Copy everything from the row containing "mark: cardboard sign" down to the end of the rows, requests included. Increase every x and y coordinate in the returned points by 71, leaving the sample coordinates unchanged.

Point placement rows
----------------
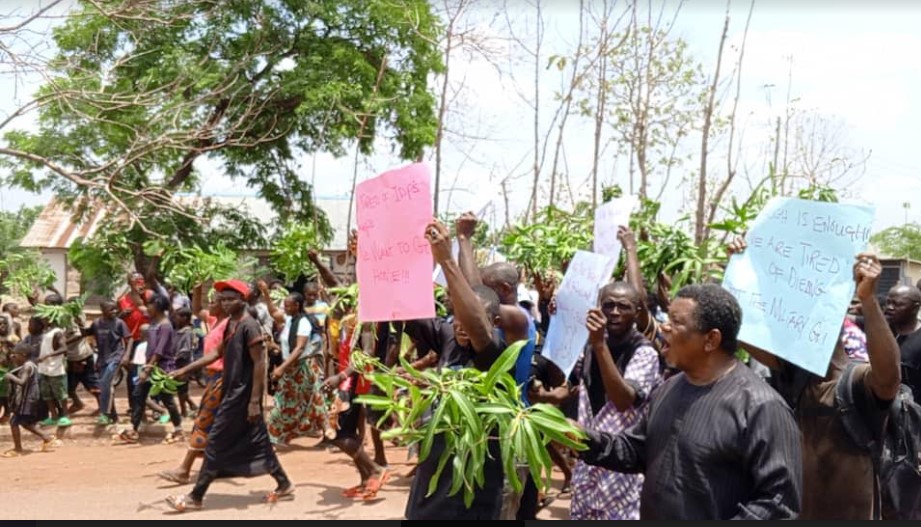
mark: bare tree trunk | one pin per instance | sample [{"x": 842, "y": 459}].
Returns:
[
  {"x": 601, "y": 102},
  {"x": 730, "y": 168},
  {"x": 508, "y": 221},
  {"x": 442, "y": 107},
  {"x": 361, "y": 131},
  {"x": 567, "y": 104},
  {"x": 538, "y": 40},
  {"x": 700, "y": 230},
  {"x": 786, "y": 135}
]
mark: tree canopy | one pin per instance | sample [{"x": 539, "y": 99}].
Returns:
[{"x": 140, "y": 90}]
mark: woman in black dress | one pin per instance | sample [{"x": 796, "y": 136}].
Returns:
[{"x": 238, "y": 443}]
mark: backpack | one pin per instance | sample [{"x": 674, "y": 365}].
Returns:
[{"x": 896, "y": 453}]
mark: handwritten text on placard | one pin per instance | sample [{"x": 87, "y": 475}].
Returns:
[
  {"x": 394, "y": 258},
  {"x": 608, "y": 218},
  {"x": 795, "y": 280},
  {"x": 578, "y": 293}
]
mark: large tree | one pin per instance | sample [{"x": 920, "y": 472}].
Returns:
[{"x": 140, "y": 90}]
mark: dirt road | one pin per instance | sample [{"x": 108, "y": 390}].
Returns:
[{"x": 89, "y": 478}]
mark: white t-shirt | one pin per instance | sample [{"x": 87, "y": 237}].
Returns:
[
  {"x": 53, "y": 367},
  {"x": 303, "y": 330},
  {"x": 140, "y": 354}
]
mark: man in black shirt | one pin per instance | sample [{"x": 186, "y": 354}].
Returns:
[
  {"x": 901, "y": 312},
  {"x": 476, "y": 314},
  {"x": 718, "y": 443}
]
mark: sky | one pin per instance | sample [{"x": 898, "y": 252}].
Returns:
[{"x": 854, "y": 62}]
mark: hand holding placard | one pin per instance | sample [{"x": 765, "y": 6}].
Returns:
[{"x": 795, "y": 279}]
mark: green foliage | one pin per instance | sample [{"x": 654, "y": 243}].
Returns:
[
  {"x": 160, "y": 382},
  {"x": 136, "y": 94},
  {"x": 62, "y": 316},
  {"x": 187, "y": 267},
  {"x": 654, "y": 93},
  {"x": 102, "y": 260},
  {"x": 550, "y": 243},
  {"x": 470, "y": 408},
  {"x": 346, "y": 299},
  {"x": 289, "y": 252},
  {"x": 481, "y": 236},
  {"x": 818, "y": 192},
  {"x": 278, "y": 295},
  {"x": 23, "y": 271},
  {"x": 14, "y": 226},
  {"x": 612, "y": 192},
  {"x": 899, "y": 242}
]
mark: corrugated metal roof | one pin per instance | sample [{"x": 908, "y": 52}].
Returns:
[{"x": 54, "y": 228}]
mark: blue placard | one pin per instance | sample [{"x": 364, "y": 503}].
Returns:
[{"x": 795, "y": 280}]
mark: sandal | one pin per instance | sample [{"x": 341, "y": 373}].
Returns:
[
  {"x": 183, "y": 503},
  {"x": 172, "y": 477},
  {"x": 51, "y": 444},
  {"x": 276, "y": 495},
  {"x": 354, "y": 492},
  {"x": 126, "y": 436},
  {"x": 173, "y": 438},
  {"x": 375, "y": 485}
]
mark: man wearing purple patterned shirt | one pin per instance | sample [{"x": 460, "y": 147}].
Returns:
[{"x": 619, "y": 370}]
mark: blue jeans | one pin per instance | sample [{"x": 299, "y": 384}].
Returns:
[{"x": 106, "y": 391}]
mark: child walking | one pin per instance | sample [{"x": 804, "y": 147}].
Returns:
[
  {"x": 186, "y": 344},
  {"x": 26, "y": 405},
  {"x": 8, "y": 340},
  {"x": 52, "y": 375}
]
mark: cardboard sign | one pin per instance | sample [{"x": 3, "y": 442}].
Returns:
[
  {"x": 586, "y": 275},
  {"x": 394, "y": 258},
  {"x": 795, "y": 280}
]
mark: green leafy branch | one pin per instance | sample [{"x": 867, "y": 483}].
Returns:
[
  {"x": 24, "y": 271},
  {"x": 469, "y": 409},
  {"x": 64, "y": 315}
]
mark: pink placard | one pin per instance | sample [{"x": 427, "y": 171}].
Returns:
[{"x": 394, "y": 258}]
----------------
__The result__
mark: cardboard sign | one pin per instance | sample [{"x": 3, "y": 442}].
Returns:
[
  {"x": 657, "y": 346},
  {"x": 465, "y": 329},
  {"x": 866, "y": 351}
]
mark: green leafy branch | one pin per instance | sample [{"x": 867, "y": 483}].
Returns:
[
  {"x": 95, "y": 342},
  {"x": 540, "y": 480},
  {"x": 135, "y": 386}
]
mark: pink placard | one pin per instance | sample [{"x": 427, "y": 171}].
Returns:
[{"x": 465, "y": 329}]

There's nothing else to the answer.